11.   PW-3/Ct Kaushal deposed as under:
            "On 05.08.2010, I was posted at SIT, Crime Branch.
            On that day, I joined investigation of the present case
            with SI Sharat Kohli. Raiding party was formed to
            apprehend the suppliers of fake currency notes.
            Raiding party was comprising ASI Harcharan, ASI
            Ajmer, Ct. Atul. Ct. Neeraj, Ct. Suresh, myself, HC
            Kanwar and myself with informer. We all had left in
            two private vehicles at 01:15p.m. from the office of SIT
            and reached at T-point, Rohini, Near CNG Petrol
            Pump, Sector-11 at 01:30 p.m. SI Sharat Kohli was
            leading our raiding party. He had instructed ASI
            Harcharan to become decoy customer and informer
            was directed to remain with him. They were sent with
            the instructions to fix the deal with accused and they
            were deputed near CNG Petrol Pump, Sector-11,




      CRL.A.825/2017,849/2017,816/2017                           Page 8 of 23
       Rohini and remaining members of the raiding party
      took their position there.
      At 2 p.m., from the side of Rithala Metro Station, one
      person came from Rithala Metro Station and stopped
      near decoy customer ASI Harcharan and after
      conversing with them, he left from there on the same
      way from where he had come....... ASI Harcharan was
      given Rs.1,05,000 for the deal and he was instructed to
      reach at the fixed place for deal and to make signal by
      waiving hand on his head. Secret informer was also
      with him at that time.........
      ASI Harcharan was instructed to fix deal for genuine
      Rs.1,05,000/- in exchange of Rs.2,10,000/- fake
      currency notes....At 5:15p.m.,accused Ram Prasad
      present in court, correctly identified, again came on
      same motorcycle No.DL11SA4731 Bajaj, black colour,
      and he had removed his helmet and started conversing
      with ASI Harcharan who was with informer at that
      time..... Accused Ram Prasad was apprehended at
      05:20 PM and after that, informer had left the
      spot.....All the notes in all bundles were apparently
      fake. All the four bundles were kept in transparent
      polythene sheet and with the help of doctor tape,
      pullanda was prepared and it was sealed with seal of
      SK. Seal after use was handed over to ASI Harcharan
      Singh. SI Sharat Kohli prepared rukka. Rukka is
      already Ex.PW4/C and handed over to me for being
      taken to PS Crime Branch Nehru Place, for
      registration of FIR. I left the spot at 8:15 PM with the
      rukka and reached at PS Crime Branch at about 9.15
      PM and handed over the rukka to the DO and got the
      FIR No.117/10 registered. I left the PS Crime Branch,
      Nehru Place with the copy of the FIR and reached at
      the office at SIT, crime Branch, sector-18, Rohini at
      about 12 midnight. I handed over copy of FIR and
      rukka to inspt. Rajesh Sharma for the further
      investigation of the case."

**Information shown:**
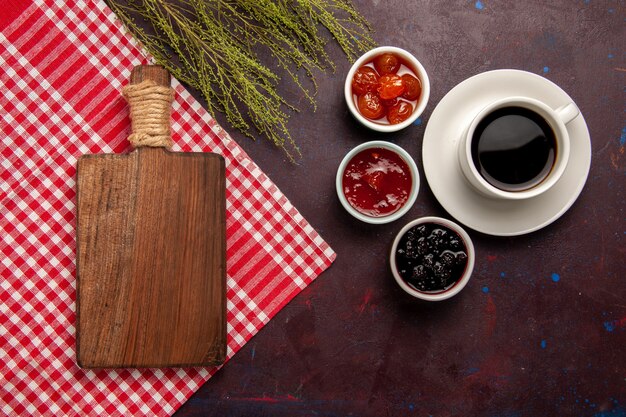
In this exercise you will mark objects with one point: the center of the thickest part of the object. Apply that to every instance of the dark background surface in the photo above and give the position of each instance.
(540, 329)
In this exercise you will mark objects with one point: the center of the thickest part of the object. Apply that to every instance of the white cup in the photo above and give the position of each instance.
(556, 119)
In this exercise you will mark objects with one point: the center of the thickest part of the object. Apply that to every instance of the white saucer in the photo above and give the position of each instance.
(444, 176)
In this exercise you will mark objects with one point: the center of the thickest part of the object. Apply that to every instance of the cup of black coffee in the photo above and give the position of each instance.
(516, 147)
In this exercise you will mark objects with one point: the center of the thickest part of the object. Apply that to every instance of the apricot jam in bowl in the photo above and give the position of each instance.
(377, 182)
(387, 89)
(432, 258)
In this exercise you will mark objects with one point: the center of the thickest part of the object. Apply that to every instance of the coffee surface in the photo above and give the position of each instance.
(514, 148)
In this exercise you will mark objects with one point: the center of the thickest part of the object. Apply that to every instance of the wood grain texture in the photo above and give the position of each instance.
(151, 287)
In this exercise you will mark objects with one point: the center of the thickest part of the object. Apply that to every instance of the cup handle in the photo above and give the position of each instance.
(567, 112)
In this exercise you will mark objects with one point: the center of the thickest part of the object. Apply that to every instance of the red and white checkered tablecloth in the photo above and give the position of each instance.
(62, 66)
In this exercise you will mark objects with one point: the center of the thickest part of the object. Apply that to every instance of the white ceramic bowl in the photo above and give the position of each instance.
(454, 289)
(414, 65)
(415, 183)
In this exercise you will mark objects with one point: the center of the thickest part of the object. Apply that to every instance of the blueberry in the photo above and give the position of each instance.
(455, 244)
(410, 249)
(429, 260)
(461, 258)
(422, 246)
(419, 273)
(447, 258)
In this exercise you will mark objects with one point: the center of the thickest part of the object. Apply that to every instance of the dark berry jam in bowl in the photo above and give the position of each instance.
(432, 258)
(376, 96)
(377, 182)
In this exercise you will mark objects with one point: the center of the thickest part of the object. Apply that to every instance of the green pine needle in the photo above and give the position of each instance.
(212, 46)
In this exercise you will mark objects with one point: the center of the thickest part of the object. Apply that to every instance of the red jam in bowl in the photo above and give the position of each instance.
(377, 182)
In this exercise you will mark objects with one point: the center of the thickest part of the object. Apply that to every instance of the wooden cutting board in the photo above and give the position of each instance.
(151, 256)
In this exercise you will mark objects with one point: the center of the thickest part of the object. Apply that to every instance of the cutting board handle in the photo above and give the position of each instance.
(150, 97)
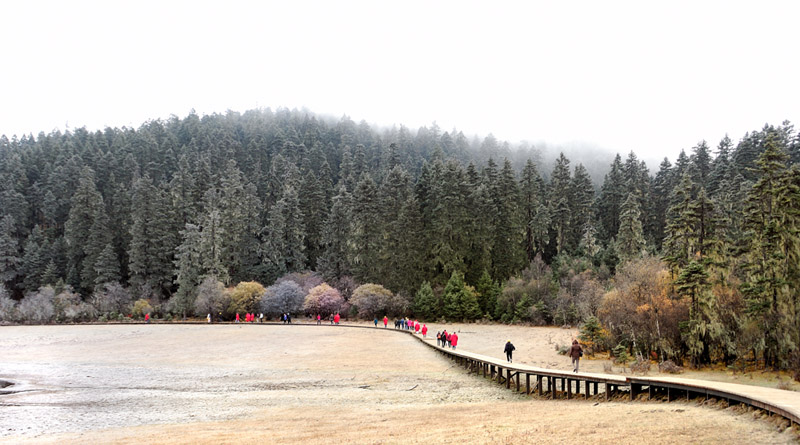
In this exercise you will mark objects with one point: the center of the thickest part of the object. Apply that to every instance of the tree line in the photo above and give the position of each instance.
(697, 262)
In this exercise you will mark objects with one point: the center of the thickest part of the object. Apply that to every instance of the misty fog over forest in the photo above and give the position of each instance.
(441, 225)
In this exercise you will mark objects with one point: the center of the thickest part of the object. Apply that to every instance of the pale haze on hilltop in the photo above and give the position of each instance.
(609, 76)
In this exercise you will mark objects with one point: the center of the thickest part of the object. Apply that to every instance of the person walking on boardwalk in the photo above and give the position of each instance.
(575, 352)
(509, 350)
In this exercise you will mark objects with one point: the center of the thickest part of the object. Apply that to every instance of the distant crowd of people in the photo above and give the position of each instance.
(444, 339)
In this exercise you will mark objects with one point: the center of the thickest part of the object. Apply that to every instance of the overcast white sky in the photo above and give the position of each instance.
(653, 77)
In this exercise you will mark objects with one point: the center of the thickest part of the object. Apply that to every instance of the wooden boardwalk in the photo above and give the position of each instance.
(566, 384)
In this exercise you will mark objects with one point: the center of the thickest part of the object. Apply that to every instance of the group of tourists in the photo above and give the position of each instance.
(248, 317)
(446, 339)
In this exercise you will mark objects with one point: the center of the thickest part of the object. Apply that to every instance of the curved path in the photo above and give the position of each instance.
(565, 384)
(547, 381)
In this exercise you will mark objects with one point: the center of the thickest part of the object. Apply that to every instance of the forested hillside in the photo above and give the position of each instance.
(698, 260)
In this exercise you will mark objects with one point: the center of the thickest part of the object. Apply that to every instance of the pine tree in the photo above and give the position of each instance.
(770, 223)
(700, 164)
(334, 261)
(106, 267)
(507, 253)
(425, 302)
(721, 168)
(189, 268)
(610, 200)
(533, 210)
(86, 205)
(560, 202)
(631, 241)
(34, 259)
(9, 252)
(312, 205)
(581, 200)
(366, 235)
(99, 238)
(487, 290)
(459, 301)
(152, 240)
(663, 184)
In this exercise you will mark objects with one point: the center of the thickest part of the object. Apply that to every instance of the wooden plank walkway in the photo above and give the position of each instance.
(546, 381)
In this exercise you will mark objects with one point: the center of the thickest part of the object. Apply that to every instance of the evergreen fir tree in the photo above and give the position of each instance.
(106, 268)
(425, 302)
(334, 261)
(9, 252)
(631, 241)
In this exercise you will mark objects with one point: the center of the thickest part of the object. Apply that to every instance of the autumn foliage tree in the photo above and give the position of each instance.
(641, 311)
(323, 300)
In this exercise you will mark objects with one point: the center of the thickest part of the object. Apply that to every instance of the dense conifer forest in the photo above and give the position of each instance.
(283, 210)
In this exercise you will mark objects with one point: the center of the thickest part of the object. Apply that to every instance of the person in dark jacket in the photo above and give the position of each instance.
(509, 350)
(575, 353)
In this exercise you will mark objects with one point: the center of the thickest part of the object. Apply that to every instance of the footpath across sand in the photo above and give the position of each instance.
(290, 384)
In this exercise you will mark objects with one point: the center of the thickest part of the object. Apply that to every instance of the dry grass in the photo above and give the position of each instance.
(232, 384)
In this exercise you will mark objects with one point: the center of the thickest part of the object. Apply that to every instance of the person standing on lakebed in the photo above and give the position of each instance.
(509, 350)
(575, 352)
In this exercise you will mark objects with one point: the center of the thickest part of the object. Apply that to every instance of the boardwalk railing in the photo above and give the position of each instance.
(559, 383)
(545, 381)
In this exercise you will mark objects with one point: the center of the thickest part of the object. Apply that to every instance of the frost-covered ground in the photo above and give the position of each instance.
(287, 384)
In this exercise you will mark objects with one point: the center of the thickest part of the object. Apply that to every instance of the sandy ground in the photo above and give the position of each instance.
(290, 384)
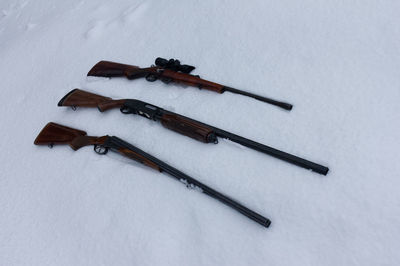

**Task set:**
1 > According to the deposition, at what time was accused Ram Prasad apprehended?
2 > In the deposition, swap "conversing" for "talking" in the passage that begins at the words "At 2 p.m., from" and stops after "at that time.........".
Please work from the deposition alone and set the rows aside.

**Responses:**
1 > He was apprehended at 05:20 PM.

2 >
At 2 p.m., from the side of Rithala Metro Station, one
      person came from Rithala Metro Station and stopped
      near decoy customer ASI Harcharan and after
      talking with them, he left from there on the same
      way from where he had come....... ASI Harcharan was
      given Rs.1,05,000 for the deal and he was instructed to
      reach at the fixed place for deal and to make signal by
      waiving hand on his head. Secret informer was also
      with him at that time.........